[Start of section]
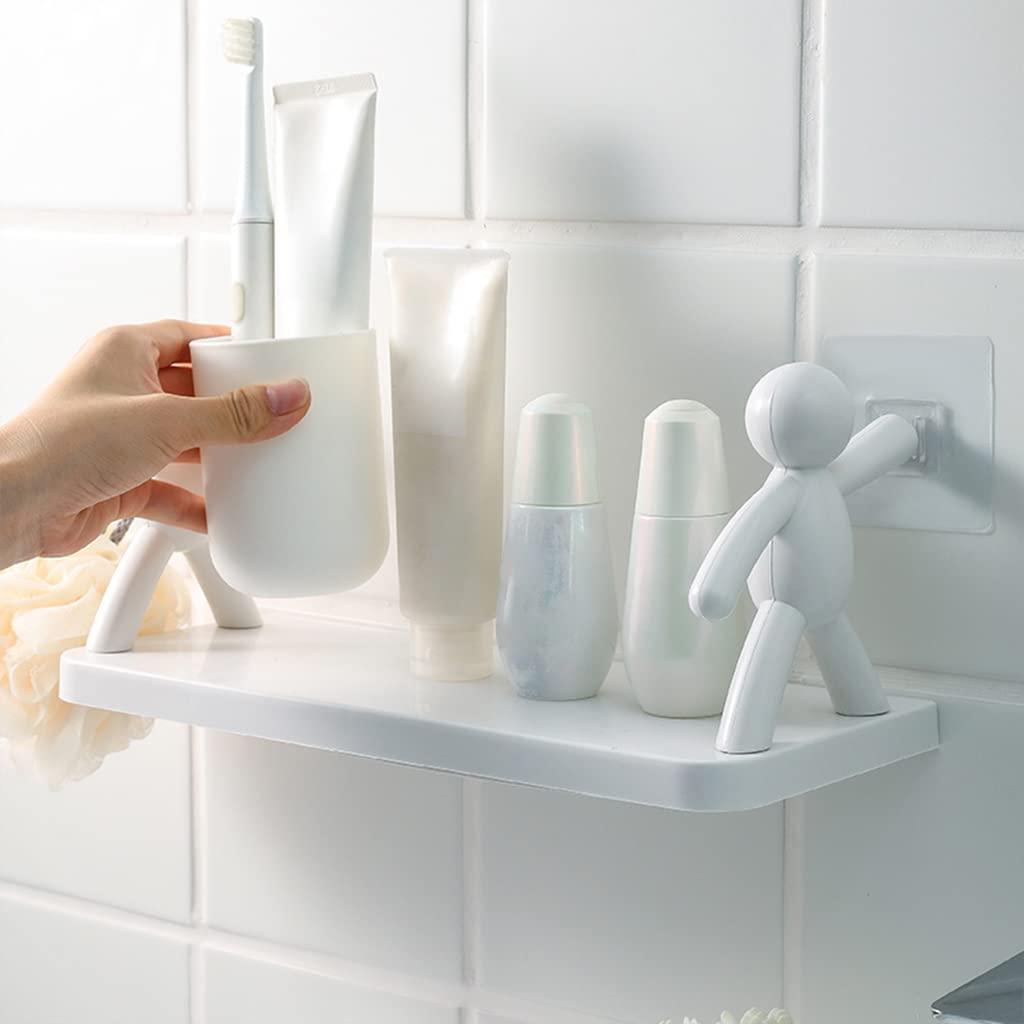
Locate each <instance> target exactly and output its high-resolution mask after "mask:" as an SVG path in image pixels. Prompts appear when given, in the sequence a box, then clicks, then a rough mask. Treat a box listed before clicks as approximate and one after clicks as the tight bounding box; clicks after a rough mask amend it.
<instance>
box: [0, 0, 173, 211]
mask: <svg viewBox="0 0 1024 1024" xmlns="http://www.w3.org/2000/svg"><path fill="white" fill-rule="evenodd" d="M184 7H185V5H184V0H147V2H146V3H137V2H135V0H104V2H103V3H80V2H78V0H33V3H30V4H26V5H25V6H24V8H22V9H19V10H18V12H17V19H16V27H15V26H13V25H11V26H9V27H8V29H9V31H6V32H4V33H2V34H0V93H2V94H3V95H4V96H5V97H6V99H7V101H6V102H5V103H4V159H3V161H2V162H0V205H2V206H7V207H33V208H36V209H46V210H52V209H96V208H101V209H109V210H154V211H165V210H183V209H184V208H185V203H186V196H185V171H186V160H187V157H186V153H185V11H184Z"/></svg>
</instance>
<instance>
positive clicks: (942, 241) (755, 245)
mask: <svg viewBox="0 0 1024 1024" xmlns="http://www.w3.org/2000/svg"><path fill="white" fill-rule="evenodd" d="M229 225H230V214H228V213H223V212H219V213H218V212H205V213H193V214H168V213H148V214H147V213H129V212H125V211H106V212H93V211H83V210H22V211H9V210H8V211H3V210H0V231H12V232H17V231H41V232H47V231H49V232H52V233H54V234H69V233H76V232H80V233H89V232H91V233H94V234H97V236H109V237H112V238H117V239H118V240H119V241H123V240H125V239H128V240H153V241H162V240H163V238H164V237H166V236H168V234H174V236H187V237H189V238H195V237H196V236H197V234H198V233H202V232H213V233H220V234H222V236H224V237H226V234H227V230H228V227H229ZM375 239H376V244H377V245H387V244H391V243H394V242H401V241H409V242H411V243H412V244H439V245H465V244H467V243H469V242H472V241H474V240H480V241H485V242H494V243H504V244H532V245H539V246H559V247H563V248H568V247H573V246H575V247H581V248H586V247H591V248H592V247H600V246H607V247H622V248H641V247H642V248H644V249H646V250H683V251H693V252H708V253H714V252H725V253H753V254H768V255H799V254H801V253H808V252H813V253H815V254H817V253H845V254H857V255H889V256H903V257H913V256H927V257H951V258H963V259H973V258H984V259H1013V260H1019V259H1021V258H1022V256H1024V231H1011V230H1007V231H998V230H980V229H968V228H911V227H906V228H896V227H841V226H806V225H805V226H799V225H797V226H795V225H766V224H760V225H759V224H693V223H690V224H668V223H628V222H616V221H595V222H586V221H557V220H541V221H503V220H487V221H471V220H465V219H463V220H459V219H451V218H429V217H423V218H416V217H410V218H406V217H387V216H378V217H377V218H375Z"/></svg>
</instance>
[End of section]
Transcribe the listing exactly; omit all images.

Answer:
Locate each <instance> target exactly and output its high-resolution mask after "mask:" as an SVG path in image pixels. Prompts appear when given, in the sequence a box, then clicks, then a rough mask. Treat a box listed before clicks as approximate and one after clicks as the tight bounding box; clicks after a rough mask amend it.
<instance>
box: [0, 0, 173, 211]
mask: <svg viewBox="0 0 1024 1024" xmlns="http://www.w3.org/2000/svg"><path fill="white" fill-rule="evenodd" d="M184 7H185V5H184V0H147V2H146V3H137V2H135V0H104V2H103V3H80V2H78V0H33V3H30V4H26V5H25V6H24V8H22V9H19V10H18V12H17V19H16V27H15V26H13V25H11V26H9V27H8V29H9V31H6V32H4V33H2V34H0V93H2V94H3V95H4V96H5V97H6V99H7V101H6V102H5V103H4V159H3V161H2V162H0V205H2V206H7V207H33V208H36V209H46V210H52V209H96V208H101V209H109V210H154V211H165V210H183V209H184V208H185V203H186V196H185V171H186V160H187V157H186V153H185V11H184Z"/></svg>
</instance>
<instance>
positive clicks: (942, 241) (755, 245)
mask: <svg viewBox="0 0 1024 1024" xmlns="http://www.w3.org/2000/svg"><path fill="white" fill-rule="evenodd" d="M229 225H230V214H228V213H223V212H219V213H218V212H205V213H193V214H168V213H148V214H147V213H129V212H125V211H106V212H93V211H83V210H22V211H9V210H8V211H3V210H0V231H12V232H17V231H41V232H47V231H49V232H52V233H54V234H69V233H76V232H80V233H89V232H91V233H94V234H97V236H109V237H112V238H117V239H118V240H119V241H123V240H125V239H128V240H153V241H162V240H163V238H164V237H166V236H168V234H174V236H187V237H189V238H195V237H196V236H197V234H198V233H202V232H213V233H220V234H222V236H224V237H226V234H227V230H228V227H229ZM375 239H376V244H377V245H387V244H391V243H394V242H401V241H409V242H411V243H412V244H439V245H465V244H467V243H469V242H472V241H474V240H480V241H485V242H494V243H504V244H532V245H539V246H559V247H563V248H568V247H573V246H575V247H581V248H586V247H591V248H592V247H600V246H607V247H622V248H641V247H642V248H644V249H646V250H683V251H693V252H708V253H714V252H725V253H753V254H768V255H799V254H801V253H808V252H813V253H815V254H817V253H845V254H857V255H889V256H903V257H913V256H927V257H951V258H963V259H973V258H984V259H1013V260H1019V259H1021V258H1022V256H1024V231H1011V230H1007V231H998V230H980V229H968V228H911V227H906V228H896V227H841V226H806V225H805V226H799V225H797V226H795V225H766V224H760V225H759V224H693V223H690V224H668V223H628V222H616V221H595V222H586V221H557V220H541V221H503V220H487V221H471V220H465V219H463V220H459V219H451V218H429V217H423V218H416V217H410V218H406V217H387V216H378V217H377V218H375Z"/></svg>
</instance>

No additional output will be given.